#### EXERCISE:
Copy the lines from the one containing "Each matching instance of the light" through the last line, switching "photo" to "image" and leaving everything else unchanged.

#### DATA FOR THIS EXERCISE:

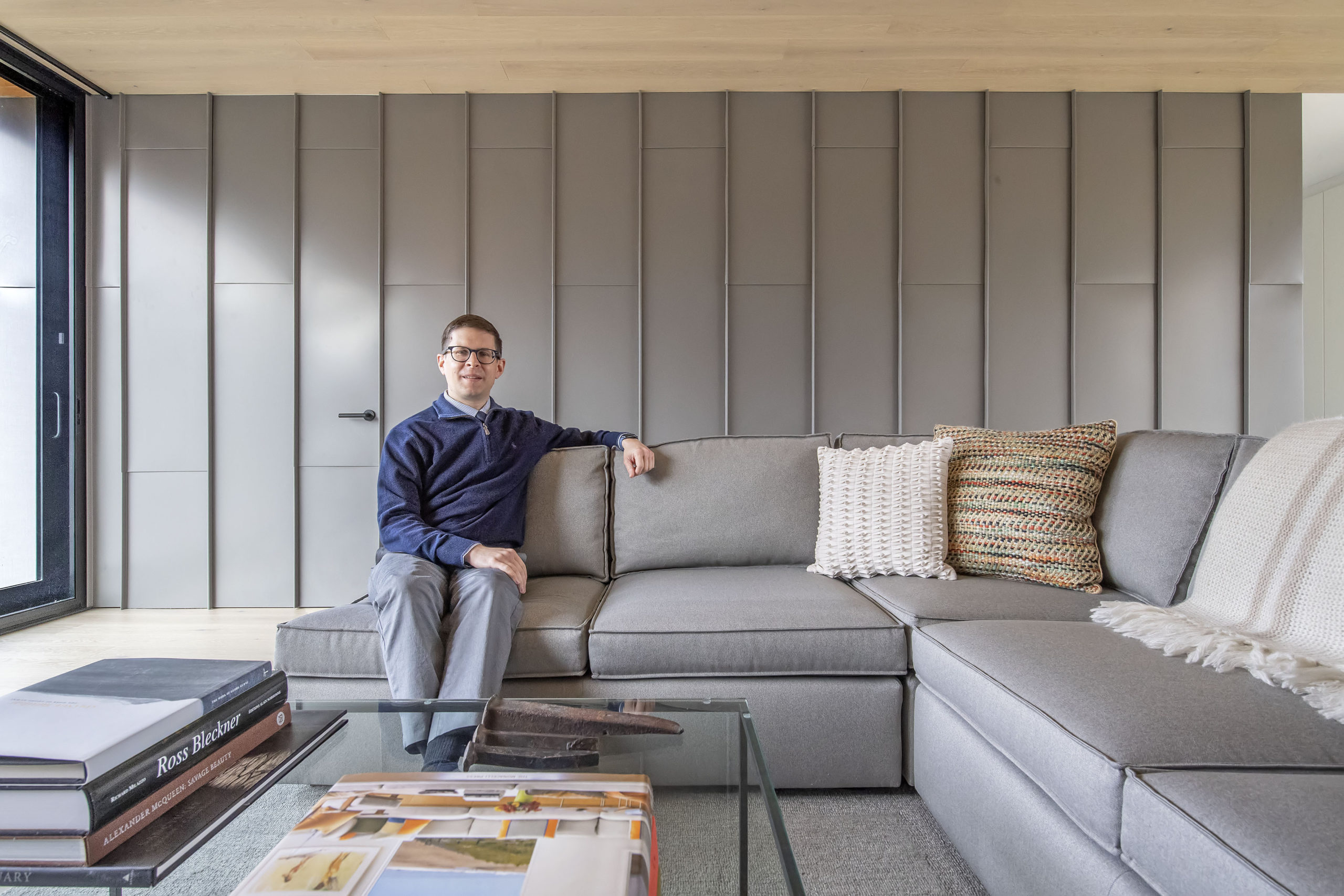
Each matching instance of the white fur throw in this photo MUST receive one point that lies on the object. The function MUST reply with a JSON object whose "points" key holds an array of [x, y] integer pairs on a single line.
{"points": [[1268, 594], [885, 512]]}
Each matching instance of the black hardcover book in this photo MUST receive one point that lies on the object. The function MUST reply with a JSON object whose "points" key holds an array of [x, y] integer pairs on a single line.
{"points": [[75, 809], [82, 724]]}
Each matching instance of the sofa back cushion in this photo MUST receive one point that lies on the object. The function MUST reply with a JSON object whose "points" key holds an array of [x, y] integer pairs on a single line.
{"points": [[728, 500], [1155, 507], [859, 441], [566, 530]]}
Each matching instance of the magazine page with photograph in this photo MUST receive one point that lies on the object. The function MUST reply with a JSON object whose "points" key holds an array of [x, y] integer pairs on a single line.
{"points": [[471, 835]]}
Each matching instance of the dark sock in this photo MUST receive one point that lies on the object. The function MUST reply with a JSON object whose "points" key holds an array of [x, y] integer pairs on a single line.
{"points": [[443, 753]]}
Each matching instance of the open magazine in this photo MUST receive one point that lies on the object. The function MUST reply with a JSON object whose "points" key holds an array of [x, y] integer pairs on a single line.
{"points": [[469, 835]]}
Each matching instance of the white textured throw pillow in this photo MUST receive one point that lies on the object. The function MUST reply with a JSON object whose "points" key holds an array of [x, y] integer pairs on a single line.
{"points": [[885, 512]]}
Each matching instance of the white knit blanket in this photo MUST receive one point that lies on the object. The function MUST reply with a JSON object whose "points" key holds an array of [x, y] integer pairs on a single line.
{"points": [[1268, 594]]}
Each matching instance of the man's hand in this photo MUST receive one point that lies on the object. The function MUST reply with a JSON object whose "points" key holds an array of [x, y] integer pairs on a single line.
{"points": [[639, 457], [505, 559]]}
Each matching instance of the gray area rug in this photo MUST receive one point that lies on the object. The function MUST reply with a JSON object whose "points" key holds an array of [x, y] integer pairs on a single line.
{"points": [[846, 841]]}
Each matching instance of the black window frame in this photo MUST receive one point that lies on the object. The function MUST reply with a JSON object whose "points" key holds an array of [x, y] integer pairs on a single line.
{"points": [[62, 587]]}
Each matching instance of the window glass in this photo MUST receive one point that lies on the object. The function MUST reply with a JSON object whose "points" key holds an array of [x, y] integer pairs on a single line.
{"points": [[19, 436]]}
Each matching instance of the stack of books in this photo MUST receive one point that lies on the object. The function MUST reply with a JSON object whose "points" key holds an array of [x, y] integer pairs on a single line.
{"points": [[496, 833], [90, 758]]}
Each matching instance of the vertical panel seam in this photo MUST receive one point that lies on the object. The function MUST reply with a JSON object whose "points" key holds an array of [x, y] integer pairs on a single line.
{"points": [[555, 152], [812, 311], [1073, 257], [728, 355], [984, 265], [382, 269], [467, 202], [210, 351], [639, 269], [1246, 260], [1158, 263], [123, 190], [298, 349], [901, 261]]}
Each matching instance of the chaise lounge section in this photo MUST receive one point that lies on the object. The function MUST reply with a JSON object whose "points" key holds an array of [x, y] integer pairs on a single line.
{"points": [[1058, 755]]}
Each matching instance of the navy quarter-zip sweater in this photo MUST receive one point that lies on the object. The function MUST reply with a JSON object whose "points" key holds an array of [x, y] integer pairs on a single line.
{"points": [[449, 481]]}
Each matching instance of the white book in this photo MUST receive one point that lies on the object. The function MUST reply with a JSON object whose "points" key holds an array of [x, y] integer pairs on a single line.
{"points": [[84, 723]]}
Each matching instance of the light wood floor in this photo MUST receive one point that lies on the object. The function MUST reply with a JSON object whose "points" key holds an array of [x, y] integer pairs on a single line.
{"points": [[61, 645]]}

#### WRITTEN ANSWER:
Each matching instance of the light wood floor in this image MUST receive one point that lies on the object. The function MUST reply with a JSON object whose "points" key holds an array of [x, y] integer pairs on a single line.
{"points": [[61, 645]]}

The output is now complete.